[[ EXCERPT open ]]

Digital camera model

The Nikon Coolpix L100 is a semi-compact digital camera introduced by Nikon Corporation in 2009 as part of the Nikon Coolpix series. It belonged to the "Life" series of Nikon digital cameras, which were intended for beginner and amateur users. It was replaced by the Nikon Coolpix L120 in 2011.

==Description==
The Nikon Coolpix L100 provided good results without the operator needing to acquire professional-level skills. The L100 was a good choice for beginners and amateurs. With an optical zoom of 15x, it is an improvement over older compact digital cameras that generally had a maximum optical zoom of 5x. The Nikon Coolpix L100 competed against the Sony DSC-H20 and Canon Sx120, which have similar configurations and were available at similar prices.

==Features==
- Angular glass lens Nikkor reaching an optical zoom up to 15x (28–420 mm)
- Shutter 1 / 1000 – 2 sec
- Sensor 10 megapixels (500 x 760 mm)
- Setting ISO 80–3200
- Viewfinder: 3-inch LCD
- Power standard for AA batteries: alkaline or lithium batteries (recommended by the manufacturer); support for NiMH batteries can be added by upgrading the firmware
- JPEG photo

==Compatibility with rechargeable batteries==
Due to a bug in the camera's firmware, rechargeable batteries cannot keep up with the power demands of the camera. An upgrade of the firmware is available from the company's website.

[[ EXCERPT closed ]]
[[ SOURCE INFORMATION open ]]

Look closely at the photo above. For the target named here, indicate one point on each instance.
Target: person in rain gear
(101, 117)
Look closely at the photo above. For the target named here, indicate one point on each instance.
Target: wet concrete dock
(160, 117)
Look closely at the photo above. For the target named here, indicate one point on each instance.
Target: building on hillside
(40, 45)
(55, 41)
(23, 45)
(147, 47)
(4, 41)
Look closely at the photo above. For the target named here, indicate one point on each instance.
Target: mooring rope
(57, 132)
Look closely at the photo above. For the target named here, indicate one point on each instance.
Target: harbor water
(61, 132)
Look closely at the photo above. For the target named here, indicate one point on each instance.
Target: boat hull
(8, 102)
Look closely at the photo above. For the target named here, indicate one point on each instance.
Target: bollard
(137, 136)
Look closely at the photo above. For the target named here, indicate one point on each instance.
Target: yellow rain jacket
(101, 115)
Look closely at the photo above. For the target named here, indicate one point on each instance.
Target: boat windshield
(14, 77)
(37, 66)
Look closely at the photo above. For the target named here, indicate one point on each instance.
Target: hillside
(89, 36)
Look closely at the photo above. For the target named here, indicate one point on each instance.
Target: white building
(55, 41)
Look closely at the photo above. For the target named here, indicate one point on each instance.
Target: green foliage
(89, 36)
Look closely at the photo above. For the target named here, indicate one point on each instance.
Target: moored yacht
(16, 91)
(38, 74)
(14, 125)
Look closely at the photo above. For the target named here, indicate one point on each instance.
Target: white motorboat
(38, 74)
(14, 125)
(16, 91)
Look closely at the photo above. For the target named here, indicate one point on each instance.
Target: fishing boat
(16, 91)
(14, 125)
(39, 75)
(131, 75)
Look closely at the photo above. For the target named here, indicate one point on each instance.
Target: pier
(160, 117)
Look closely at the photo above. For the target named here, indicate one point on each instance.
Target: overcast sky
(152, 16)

[[ SOURCE INFORMATION closed ]]
[[ SOURCE INFORMATION open ]]

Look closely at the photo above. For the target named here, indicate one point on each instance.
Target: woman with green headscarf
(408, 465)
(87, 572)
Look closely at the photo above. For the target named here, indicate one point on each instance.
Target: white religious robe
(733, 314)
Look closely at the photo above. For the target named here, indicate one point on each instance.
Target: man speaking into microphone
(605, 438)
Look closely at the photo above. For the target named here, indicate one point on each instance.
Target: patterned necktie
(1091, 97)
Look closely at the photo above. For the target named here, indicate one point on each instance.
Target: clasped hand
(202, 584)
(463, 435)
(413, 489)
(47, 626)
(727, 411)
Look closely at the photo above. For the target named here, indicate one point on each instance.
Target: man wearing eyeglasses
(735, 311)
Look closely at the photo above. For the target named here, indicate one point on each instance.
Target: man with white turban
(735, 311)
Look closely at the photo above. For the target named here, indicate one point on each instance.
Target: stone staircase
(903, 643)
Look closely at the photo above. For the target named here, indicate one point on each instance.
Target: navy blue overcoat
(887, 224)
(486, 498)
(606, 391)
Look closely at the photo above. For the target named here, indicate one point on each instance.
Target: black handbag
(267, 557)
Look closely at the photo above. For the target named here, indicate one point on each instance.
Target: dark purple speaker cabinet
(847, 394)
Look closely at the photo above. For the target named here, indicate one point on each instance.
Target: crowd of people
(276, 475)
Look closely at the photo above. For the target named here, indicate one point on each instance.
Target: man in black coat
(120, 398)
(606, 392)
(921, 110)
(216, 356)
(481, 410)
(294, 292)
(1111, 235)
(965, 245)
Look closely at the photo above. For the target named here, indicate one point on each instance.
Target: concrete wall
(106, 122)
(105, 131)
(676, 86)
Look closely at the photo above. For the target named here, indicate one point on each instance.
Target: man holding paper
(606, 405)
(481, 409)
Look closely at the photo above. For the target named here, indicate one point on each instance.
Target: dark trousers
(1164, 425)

[[ SOURCE INFORMATION closed ]]

## TASKS AND EXERCISES
**a.** Answer these from the Coolpix L100 text:
(i) In what year did Nikon introduce the L100?
(ii) What maximum optical zoom did older compact digital cameras generally have?
(iii) What causes rechargeable batteries to fall short of the camera's power demands?
**b.** For each statement, say whether it agrees with the Coolpix L100 text, quoting the words that decide it:
(i) The L100 belonged to a series meant for professional photographers.
(ii) The camera's viewfinder is a 3-inch LCD.
(iii) The L100 competed against the Sony DSC-H20.
The data is separate from the Coolpix L100 text and unrelated to it.

## OUTPUTS IN ORDER
**a.**
(i) 2009
(ii) 5x
(iii) A bug in the camera's firmware

**b.**
(i) No: "which were intended for beginner and amateur users"
(ii) Yes: "Viewfinder: 3-inch LCD"
(iii) Yes: "competed against the Sony DSC-H20 and Canon Sx120"